*** TEXTE SOURCE
II. Question en litige et norme de contrôle

[9] La seule question en litige dans la présente demande de contrôle judiciaire est celle de savoir si la décision est raisonnable. Les observations de M. Fang portent essentiellement sur les appréciations négatives de la SAI quant à la crédibilité de Mme Chen et la sienne.

[10] Les parties soutiennent que la décision doit faire l’objet d’un contrôle selon la norme de la décision raisonnable, et je souscris à leur opinion (Canada (Ministre de la Citoyenneté et de l’Immigration) c Vavilov, 2019 CSC 65, au para 10 (Vavilov)). Aucune des situations identifiées par la Cour suprême du Canada (la CSC) dans l’arrêt Vavilov qui permettent de s’écarter de la norme de contrôle présumée ne s’applique en l’espèce. Le contrôle de la décision selon la norme de la décision raisonnable est également conforme à la jurisprudence antérieure à l’arrêt Vavilov (voir, p. ex., Li c Canada (Citoyenneté et Immigration), 2019 CF 1544 au para 24 (Li)).
******
*** JEU DE DONNÉES
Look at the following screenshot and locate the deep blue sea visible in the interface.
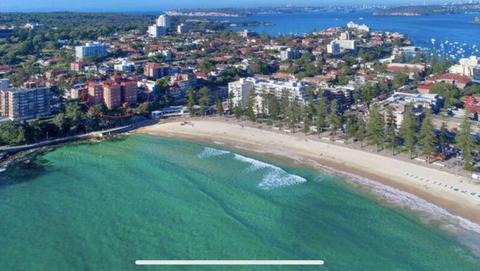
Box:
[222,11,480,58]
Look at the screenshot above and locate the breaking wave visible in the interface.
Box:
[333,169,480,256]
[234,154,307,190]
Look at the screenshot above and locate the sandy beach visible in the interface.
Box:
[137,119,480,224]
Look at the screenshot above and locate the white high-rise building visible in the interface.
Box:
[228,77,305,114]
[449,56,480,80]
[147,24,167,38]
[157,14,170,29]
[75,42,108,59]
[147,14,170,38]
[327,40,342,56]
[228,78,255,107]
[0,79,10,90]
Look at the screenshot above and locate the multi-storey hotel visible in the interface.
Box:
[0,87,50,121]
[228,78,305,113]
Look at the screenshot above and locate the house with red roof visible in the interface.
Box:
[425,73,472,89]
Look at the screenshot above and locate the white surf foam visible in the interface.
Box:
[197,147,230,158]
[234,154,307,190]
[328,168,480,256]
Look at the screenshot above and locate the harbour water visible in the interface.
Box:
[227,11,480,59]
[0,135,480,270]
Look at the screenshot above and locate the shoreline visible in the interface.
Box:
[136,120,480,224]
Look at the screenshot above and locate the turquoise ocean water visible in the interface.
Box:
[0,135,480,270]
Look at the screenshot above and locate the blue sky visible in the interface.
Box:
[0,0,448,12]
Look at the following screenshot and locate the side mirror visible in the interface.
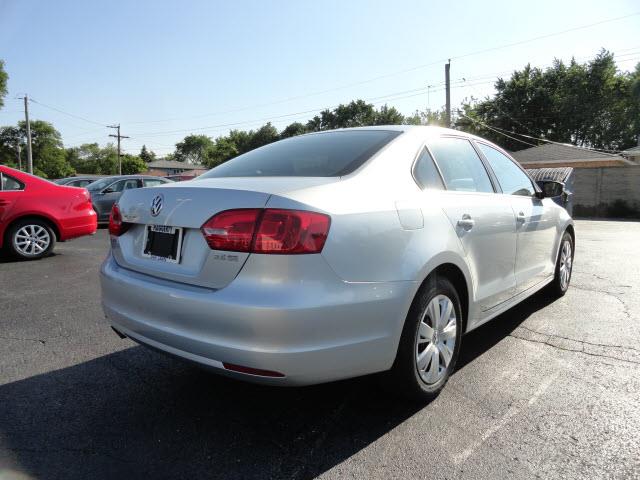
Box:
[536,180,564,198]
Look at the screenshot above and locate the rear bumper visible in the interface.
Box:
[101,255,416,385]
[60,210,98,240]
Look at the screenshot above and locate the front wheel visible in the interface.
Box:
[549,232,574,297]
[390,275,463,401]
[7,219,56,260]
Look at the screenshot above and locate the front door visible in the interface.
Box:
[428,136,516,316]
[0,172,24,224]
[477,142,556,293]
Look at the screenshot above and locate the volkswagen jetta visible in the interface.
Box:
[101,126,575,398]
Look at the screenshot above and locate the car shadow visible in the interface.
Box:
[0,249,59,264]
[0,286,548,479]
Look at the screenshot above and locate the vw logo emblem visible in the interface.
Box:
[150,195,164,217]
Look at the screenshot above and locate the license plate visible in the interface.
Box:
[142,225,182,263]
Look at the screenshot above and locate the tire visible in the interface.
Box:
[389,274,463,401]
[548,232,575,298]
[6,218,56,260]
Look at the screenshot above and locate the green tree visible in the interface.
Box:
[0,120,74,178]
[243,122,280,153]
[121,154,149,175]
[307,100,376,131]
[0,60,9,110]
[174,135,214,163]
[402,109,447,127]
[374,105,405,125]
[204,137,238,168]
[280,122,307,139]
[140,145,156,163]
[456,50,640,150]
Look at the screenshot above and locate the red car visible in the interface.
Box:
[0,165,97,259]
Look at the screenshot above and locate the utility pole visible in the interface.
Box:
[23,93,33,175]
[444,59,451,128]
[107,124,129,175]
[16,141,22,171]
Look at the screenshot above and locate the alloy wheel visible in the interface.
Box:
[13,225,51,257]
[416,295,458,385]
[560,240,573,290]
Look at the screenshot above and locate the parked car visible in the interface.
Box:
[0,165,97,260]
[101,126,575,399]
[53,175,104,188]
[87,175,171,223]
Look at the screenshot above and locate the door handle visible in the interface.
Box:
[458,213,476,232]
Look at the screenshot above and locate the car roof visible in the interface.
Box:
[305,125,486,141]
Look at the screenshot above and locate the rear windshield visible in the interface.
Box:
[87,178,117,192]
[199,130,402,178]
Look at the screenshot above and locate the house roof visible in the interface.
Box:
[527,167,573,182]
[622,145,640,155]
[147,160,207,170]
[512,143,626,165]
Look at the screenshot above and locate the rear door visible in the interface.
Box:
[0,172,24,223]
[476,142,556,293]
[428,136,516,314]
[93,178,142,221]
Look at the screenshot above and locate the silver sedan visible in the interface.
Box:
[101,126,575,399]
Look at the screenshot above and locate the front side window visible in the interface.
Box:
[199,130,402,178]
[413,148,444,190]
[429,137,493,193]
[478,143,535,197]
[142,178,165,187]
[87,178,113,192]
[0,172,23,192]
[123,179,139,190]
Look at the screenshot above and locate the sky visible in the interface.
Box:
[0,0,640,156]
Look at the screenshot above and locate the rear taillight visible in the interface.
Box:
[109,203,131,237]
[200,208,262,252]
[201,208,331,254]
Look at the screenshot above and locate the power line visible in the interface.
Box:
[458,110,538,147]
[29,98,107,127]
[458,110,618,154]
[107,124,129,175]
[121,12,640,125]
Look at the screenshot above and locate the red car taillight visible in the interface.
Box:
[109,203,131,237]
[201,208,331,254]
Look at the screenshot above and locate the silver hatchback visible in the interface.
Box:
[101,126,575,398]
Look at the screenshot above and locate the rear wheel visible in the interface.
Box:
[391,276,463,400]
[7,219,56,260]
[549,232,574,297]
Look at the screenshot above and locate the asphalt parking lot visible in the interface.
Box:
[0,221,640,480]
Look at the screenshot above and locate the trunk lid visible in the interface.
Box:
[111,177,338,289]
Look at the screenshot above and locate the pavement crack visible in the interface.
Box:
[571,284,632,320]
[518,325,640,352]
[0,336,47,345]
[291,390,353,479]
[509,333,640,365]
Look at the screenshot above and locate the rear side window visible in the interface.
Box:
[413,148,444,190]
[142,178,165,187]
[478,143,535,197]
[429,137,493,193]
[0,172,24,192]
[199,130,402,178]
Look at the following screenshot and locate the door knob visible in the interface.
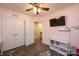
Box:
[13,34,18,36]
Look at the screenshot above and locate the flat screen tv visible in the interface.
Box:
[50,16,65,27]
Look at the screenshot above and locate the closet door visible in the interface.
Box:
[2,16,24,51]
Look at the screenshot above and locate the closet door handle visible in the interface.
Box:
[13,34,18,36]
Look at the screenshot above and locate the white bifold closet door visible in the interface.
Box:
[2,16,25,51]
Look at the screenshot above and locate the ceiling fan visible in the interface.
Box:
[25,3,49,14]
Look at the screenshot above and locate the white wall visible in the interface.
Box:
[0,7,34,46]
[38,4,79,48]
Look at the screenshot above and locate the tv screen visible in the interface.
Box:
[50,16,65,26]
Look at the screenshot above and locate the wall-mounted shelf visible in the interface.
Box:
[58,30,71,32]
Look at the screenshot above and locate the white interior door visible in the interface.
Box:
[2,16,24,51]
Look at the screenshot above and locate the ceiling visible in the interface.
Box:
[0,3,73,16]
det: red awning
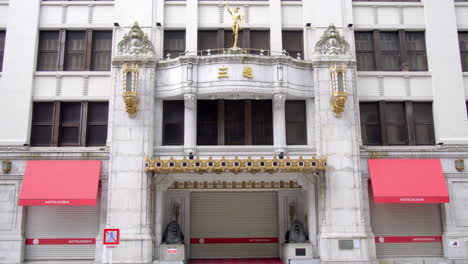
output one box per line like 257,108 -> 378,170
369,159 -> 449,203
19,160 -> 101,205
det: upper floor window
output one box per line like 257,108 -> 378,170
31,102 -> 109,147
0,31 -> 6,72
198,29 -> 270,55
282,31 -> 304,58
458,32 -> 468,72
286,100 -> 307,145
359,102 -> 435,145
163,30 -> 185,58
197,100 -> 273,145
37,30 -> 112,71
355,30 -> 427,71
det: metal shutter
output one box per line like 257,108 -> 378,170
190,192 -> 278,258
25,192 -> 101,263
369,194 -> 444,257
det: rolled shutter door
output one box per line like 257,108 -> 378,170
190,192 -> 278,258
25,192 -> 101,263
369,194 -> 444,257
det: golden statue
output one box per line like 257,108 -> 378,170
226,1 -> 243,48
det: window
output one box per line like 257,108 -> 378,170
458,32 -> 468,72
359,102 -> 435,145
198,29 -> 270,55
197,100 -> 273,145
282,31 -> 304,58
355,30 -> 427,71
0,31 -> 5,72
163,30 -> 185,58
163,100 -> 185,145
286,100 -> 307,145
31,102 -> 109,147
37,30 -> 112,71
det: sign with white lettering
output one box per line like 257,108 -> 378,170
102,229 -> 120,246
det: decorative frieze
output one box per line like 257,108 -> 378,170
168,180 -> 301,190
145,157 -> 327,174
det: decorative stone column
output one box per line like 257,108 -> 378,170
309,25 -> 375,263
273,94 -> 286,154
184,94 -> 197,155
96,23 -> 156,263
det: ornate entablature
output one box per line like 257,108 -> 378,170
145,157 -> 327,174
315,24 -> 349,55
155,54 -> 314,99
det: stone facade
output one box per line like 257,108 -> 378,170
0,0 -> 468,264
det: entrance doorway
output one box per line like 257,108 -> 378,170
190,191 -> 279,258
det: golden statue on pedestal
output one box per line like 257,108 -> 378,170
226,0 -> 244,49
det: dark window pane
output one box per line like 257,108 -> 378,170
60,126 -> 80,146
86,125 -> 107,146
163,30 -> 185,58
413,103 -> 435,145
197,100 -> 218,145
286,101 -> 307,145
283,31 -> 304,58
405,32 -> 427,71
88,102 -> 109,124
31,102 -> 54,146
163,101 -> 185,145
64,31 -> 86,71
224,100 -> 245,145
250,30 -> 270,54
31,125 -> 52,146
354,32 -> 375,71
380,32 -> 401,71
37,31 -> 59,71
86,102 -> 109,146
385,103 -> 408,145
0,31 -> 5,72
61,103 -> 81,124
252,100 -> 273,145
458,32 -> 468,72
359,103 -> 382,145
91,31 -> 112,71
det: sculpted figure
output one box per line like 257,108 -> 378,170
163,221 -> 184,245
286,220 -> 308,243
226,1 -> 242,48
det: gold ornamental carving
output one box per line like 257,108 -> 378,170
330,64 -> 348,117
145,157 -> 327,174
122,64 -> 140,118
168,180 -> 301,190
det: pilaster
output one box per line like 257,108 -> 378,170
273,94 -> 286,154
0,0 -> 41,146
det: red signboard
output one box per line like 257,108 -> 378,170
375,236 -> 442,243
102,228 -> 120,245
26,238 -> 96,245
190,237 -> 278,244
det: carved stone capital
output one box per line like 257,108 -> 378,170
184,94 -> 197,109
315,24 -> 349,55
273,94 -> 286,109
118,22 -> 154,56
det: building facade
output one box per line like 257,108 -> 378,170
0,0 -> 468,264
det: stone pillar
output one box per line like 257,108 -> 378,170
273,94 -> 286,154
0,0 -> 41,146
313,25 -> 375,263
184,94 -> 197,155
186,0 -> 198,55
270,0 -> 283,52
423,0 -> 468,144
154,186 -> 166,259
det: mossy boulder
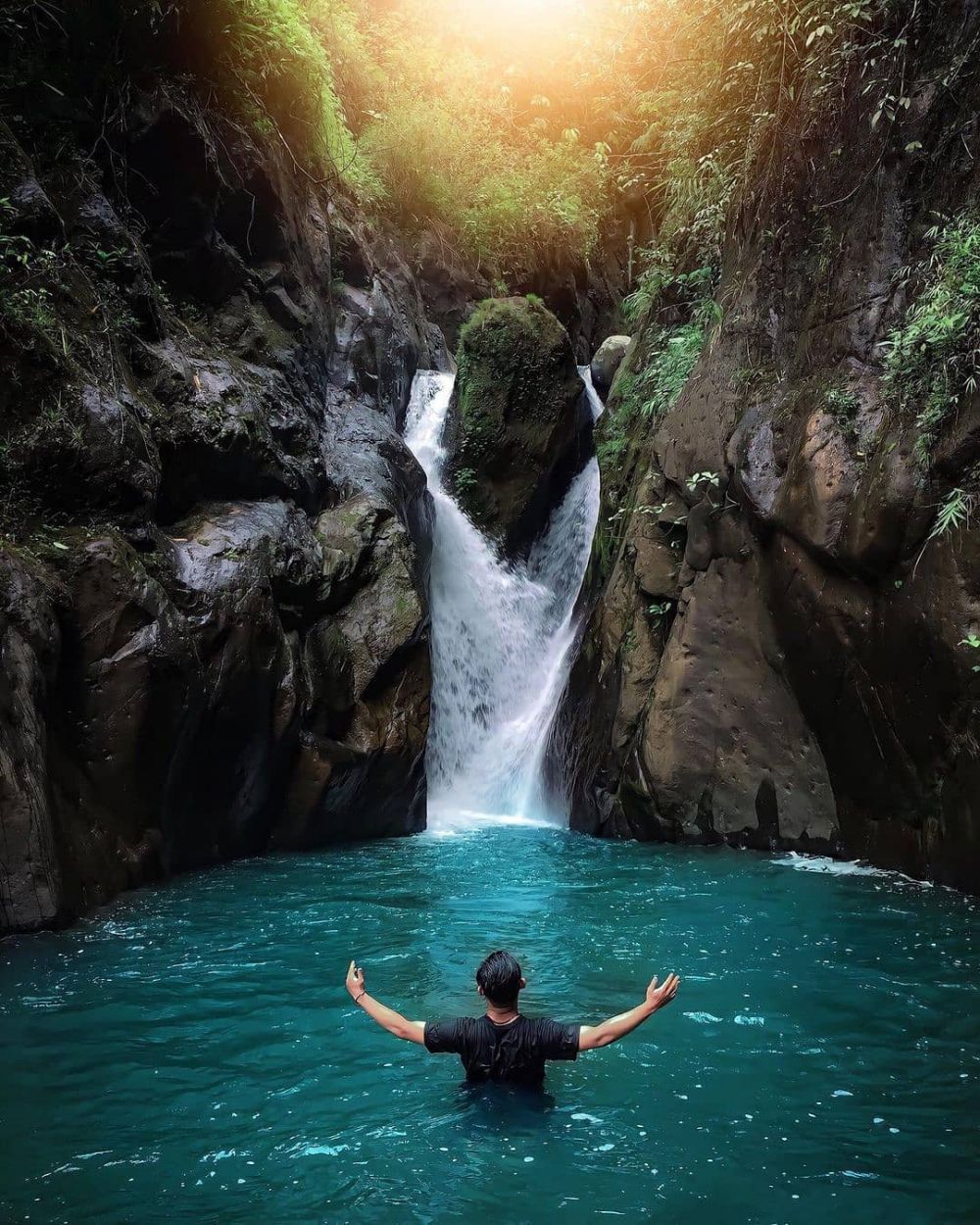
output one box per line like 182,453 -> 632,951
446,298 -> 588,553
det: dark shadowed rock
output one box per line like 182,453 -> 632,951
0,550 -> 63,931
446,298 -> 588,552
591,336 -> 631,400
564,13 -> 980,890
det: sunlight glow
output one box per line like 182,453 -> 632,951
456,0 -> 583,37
******
* CONSIGNE *
Poursuivez l'extrait de décision judiciaire sur la norme de contrôle à partir de sa dernière phrase.

* RÉPONSE ATTENDUE *
[11] Dans l’arrêt Vavilov, les juges majoritaires ont donné des indications pour aider les cours de révision à appliquer la norme de la décision raisonnable. J’ai appliqué ces directives dans mon examen, en faisant preuve de retenue, tout en procédant à un examen rigoureux de la justification et de la cohérence interne de la décision (Vavilov, aux para 12 à 15, 85, 86 et 99; Société canadienne des postes c Syndicat canadien des travailleurs et travailleuses des postes, 2019 CSC 67, aux para 28 et 29).

III. Analyse

[12] L’article 4.1 du Règlement empêche un couple de faire semblant de dissoudre une relation préexistante afin de permettre à un conjoint d’acquérir un statut d’immigration au Canada, par exemple, au moyen d’une relation non authentique avec un citoyen canadien, pour ensuite reprendre la première relation amoureuse. Il incombe à M. Fang d’établir que Mme Chen n’est pas visée à l’article (Li au para 48). Le libellé quelque peu alambiqué de l’article 4.1 figure à l’Annexe A de la présente décision.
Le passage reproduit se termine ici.